EXERCISE DESCRIPTION :: Go through the material below and state how many lines include "instance", giving the number only.

RECORD EXTRACTS ::

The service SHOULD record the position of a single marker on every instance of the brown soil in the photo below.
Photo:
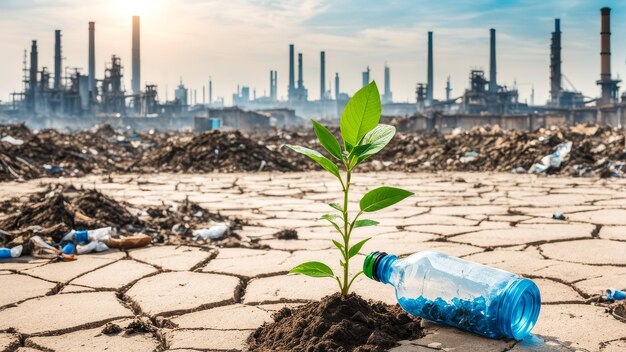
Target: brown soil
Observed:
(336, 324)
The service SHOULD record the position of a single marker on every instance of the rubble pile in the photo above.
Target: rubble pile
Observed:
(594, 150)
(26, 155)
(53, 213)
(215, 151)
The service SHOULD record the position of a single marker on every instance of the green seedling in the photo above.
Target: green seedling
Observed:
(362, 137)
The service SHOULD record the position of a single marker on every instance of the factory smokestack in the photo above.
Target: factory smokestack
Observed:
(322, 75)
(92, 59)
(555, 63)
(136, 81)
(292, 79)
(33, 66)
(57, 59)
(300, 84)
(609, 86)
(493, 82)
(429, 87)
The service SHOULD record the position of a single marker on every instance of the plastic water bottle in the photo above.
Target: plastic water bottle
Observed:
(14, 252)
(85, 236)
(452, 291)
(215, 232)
---
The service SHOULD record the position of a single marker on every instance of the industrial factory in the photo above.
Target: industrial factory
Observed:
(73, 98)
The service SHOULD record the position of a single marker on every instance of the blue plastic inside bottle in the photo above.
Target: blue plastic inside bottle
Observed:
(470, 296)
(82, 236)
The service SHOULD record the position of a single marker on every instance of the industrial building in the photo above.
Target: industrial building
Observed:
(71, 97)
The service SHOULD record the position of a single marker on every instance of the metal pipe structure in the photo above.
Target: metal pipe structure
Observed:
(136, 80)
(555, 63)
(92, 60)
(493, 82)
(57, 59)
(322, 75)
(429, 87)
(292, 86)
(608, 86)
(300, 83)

TASK RESPONSE :: 9